(Beginning of Data provided)
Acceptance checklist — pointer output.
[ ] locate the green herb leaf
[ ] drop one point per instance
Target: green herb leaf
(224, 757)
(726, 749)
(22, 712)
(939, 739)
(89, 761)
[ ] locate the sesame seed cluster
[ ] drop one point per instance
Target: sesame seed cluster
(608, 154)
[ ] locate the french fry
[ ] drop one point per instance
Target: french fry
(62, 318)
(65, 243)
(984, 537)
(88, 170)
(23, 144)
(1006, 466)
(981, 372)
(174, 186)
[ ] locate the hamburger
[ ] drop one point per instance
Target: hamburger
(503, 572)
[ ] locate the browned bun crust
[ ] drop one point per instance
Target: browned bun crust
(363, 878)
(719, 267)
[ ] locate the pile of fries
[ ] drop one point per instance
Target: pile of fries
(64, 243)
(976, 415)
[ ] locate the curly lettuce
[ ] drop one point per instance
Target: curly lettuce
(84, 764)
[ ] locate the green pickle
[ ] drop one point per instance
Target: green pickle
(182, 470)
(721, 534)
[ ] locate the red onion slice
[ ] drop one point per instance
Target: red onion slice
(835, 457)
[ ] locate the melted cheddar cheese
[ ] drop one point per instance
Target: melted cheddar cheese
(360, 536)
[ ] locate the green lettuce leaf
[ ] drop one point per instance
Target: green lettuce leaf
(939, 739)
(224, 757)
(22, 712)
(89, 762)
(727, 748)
(End of Data provided)
(Beginning of Data provided)
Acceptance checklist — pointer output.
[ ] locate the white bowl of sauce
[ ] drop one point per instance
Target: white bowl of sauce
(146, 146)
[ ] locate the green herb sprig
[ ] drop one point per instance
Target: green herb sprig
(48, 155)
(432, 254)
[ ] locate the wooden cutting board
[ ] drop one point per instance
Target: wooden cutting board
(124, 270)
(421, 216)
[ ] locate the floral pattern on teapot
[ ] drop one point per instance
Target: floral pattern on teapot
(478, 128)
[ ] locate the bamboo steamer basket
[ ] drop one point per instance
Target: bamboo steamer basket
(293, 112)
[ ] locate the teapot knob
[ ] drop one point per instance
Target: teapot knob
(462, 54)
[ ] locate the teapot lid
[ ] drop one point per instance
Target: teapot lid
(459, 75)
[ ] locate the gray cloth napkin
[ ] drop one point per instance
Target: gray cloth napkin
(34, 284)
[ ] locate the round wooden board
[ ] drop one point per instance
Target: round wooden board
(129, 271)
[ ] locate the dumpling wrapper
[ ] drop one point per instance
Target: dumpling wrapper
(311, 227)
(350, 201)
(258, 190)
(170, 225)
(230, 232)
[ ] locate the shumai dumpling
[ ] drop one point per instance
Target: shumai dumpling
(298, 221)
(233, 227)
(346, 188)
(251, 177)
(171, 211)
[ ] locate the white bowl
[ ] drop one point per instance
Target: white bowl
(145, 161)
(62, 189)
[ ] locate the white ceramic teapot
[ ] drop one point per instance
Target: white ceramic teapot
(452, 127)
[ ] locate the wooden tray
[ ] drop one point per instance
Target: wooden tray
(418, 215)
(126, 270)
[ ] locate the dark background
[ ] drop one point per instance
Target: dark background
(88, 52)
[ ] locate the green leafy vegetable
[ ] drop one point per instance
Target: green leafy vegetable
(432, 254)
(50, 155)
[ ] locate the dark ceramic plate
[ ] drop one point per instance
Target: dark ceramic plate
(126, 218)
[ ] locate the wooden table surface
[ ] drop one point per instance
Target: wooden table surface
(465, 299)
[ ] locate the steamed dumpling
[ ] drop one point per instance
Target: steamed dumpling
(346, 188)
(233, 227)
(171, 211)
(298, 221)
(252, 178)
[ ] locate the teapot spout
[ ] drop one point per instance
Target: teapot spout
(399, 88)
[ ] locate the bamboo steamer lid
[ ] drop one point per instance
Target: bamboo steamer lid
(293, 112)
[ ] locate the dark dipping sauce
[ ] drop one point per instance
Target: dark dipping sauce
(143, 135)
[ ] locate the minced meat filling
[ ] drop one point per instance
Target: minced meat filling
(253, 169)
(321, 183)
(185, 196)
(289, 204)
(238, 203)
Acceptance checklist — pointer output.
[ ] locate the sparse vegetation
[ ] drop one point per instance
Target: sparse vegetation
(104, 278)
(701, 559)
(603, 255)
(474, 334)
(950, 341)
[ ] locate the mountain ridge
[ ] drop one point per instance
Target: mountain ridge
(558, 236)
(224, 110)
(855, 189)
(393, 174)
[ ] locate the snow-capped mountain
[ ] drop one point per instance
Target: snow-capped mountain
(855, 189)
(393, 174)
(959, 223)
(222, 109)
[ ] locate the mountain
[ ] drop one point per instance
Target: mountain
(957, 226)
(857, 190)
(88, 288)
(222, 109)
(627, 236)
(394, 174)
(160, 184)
(End of Data provided)
(Beginning of Data provided)
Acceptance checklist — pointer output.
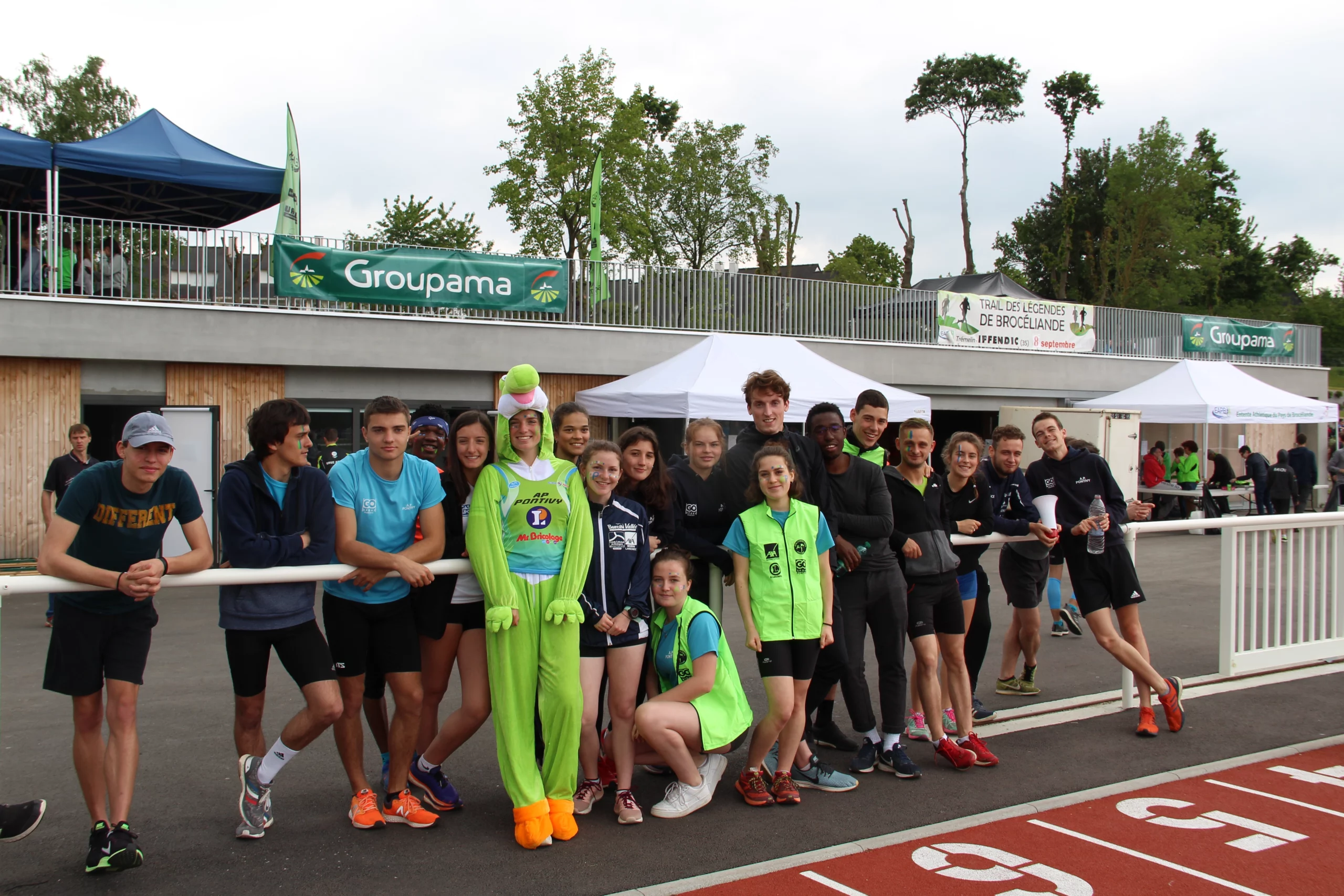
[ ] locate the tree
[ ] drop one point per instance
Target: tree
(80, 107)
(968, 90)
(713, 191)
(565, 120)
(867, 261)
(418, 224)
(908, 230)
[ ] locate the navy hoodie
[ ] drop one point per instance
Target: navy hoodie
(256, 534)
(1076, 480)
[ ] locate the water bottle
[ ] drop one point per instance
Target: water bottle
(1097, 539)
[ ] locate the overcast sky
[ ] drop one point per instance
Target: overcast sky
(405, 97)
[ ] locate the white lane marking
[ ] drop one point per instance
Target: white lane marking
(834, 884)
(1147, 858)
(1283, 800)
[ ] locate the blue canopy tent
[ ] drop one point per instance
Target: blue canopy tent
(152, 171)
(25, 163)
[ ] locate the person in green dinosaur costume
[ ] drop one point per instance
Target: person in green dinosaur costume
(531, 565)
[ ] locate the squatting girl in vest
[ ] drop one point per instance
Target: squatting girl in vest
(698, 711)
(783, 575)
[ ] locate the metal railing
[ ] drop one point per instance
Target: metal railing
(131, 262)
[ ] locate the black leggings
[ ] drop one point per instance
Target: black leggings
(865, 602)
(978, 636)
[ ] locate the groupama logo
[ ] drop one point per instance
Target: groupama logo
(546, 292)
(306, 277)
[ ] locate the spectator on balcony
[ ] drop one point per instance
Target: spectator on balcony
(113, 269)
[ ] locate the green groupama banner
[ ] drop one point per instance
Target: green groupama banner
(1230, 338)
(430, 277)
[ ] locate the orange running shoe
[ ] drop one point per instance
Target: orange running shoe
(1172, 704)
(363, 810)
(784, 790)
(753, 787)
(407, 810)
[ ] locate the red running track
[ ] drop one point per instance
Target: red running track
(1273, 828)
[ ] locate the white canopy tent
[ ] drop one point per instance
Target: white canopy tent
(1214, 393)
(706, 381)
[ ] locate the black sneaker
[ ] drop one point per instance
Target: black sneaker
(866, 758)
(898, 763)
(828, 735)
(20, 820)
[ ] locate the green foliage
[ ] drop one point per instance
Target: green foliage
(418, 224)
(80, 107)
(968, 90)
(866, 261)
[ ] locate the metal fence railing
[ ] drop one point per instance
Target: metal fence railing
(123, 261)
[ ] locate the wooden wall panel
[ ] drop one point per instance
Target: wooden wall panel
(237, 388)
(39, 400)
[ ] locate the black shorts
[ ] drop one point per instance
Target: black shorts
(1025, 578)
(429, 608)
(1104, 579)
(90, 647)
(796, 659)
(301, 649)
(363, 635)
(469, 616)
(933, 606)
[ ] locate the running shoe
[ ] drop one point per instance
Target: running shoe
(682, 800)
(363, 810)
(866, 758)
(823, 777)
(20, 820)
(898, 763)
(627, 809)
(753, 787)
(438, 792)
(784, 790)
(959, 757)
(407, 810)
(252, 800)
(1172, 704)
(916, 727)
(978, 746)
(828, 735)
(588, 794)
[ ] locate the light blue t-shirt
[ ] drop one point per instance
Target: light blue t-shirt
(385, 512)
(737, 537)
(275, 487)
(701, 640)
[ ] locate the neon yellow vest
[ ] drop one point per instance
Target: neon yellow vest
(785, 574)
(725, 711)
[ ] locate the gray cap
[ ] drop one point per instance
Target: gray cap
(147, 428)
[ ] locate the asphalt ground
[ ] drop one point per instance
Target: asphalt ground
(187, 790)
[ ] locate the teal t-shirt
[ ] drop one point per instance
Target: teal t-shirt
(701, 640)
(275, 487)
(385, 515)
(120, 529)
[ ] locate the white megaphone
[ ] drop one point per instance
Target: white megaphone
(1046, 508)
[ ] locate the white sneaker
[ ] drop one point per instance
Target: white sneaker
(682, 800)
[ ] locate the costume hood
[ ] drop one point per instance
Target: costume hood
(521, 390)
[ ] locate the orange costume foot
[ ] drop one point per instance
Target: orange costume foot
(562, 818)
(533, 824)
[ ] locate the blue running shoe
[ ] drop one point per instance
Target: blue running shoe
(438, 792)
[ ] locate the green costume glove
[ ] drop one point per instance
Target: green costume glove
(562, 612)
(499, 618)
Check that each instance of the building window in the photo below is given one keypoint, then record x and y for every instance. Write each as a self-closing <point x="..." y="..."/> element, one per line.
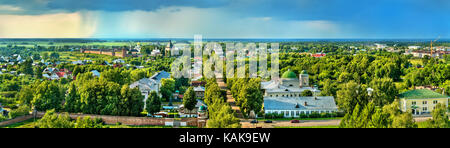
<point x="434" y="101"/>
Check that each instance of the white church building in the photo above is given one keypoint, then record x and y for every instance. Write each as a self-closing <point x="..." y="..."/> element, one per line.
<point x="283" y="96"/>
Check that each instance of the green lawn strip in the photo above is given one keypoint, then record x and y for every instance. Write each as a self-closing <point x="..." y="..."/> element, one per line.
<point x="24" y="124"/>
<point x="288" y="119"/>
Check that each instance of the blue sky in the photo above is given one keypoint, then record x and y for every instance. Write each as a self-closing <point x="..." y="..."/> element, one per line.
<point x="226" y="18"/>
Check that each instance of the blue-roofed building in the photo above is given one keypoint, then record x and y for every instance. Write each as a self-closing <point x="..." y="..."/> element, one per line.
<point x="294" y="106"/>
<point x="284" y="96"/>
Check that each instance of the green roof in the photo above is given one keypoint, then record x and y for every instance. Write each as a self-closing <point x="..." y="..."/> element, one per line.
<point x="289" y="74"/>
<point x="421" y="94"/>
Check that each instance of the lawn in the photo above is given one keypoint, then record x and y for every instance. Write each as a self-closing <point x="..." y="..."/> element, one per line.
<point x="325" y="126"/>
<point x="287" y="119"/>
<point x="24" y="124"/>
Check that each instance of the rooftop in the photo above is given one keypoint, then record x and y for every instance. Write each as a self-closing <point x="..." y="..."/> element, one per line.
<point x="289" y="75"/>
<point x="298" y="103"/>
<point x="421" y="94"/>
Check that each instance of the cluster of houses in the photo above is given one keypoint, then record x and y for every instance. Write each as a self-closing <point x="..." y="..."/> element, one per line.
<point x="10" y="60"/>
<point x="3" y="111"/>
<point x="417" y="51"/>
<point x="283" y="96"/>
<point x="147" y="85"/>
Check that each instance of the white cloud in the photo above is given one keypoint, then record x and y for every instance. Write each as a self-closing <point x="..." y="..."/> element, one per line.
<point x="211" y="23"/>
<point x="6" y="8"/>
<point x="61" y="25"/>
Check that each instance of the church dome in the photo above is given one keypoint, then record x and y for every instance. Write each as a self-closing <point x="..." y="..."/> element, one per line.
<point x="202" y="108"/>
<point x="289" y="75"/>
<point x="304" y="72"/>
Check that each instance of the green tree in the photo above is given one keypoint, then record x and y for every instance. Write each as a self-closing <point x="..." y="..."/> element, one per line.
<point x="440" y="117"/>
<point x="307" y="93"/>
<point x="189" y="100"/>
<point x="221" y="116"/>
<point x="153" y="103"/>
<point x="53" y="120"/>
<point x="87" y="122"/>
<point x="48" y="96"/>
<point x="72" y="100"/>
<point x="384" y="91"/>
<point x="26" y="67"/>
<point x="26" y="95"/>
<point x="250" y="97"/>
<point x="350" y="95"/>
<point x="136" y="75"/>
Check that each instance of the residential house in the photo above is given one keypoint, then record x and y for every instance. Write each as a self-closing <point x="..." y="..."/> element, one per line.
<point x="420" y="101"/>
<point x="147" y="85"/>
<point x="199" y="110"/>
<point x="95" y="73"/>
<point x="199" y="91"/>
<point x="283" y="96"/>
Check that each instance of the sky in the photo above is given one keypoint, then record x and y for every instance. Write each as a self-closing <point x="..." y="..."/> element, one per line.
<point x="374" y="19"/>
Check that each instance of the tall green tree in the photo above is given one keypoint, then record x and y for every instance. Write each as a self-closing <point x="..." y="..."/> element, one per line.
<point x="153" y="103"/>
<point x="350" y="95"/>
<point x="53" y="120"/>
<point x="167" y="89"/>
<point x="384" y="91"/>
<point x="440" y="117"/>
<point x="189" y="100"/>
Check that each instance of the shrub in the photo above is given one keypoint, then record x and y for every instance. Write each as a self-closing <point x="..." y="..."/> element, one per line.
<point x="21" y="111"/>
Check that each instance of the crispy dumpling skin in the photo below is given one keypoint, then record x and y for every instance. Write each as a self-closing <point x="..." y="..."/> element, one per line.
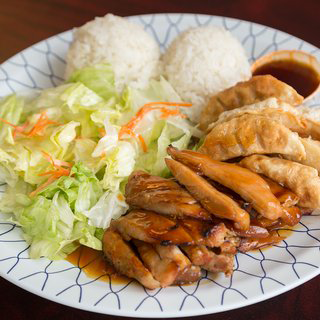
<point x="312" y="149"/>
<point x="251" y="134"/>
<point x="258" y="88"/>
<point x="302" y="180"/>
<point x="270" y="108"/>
(End of Data provided)
# What you should do
Take the listing above and repeat exactly the lines from the one containing "[ ] locate the white canopy tent" through the one containing "[ ] locate the white megaphone", both included.

# Answer below
[ ] locate the white canopy tent
[ ] drop one point per instance
Target: white canopy tent
(1214, 393)
(706, 381)
[ ] locate the black sneaker
[ ] drop one point per instance
Target: black sneaker
(866, 758)
(898, 763)
(828, 735)
(20, 820)
[ ] locate the green foliage
[ ] drop one point per instance
Target: green foliage
(418, 224)
(80, 107)
(968, 90)
(866, 261)
[ ] locate the metal fence railing
[ ] drop one point per instance
Target: metal fence railing
(123, 261)
[ ] locate the wooden wall panel
[ ] drop one point per instance
Target: wooden wall panel
(237, 388)
(39, 400)
[ ] locate the black shorts
[ ] drop one point per instance
Target: black shorts
(1025, 578)
(429, 608)
(1104, 579)
(90, 647)
(796, 659)
(301, 649)
(363, 635)
(469, 616)
(933, 606)
[ ] locate the running shoe
[ ] drop one point per instance
Target: running shoe
(682, 800)
(363, 810)
(866, 758)
(823, 777)
(20, 820)
(898, 763)
(627, 809)
(753, 787)
(438, 792)
(784, 790)
(959, 757)
(407, 810)
(252, 800)
(1172, 704)
(916, 727)
(978, 746)
(828, 735)
(588, 794)
[ ] locate the light blue t-shirt
[ ] drop one point per instance
Target: light blue t-shirt
(385, 512)
(737, 537)
(275, 487)
(701, 640)
[ ] locate the neon yellow vest
[ ] drop one point per instance
Target: neon yellow vest
(785, 574)
(725, 711)
[ ] locate the gray cap
[ ] drop one point per instance
Target: gray cap
(147, 428)
[ ] locate the asphalt ground
[ ] drop one point per instance
Target: asphalt ground
(187, 790)
[ ] locate the teal t-shirt
[ ] drop one point per instance
Target: teal t-shirt
(701, 640)
(275, 487)
(385, 515)
(120, 529)
[ ] locate the white megaphone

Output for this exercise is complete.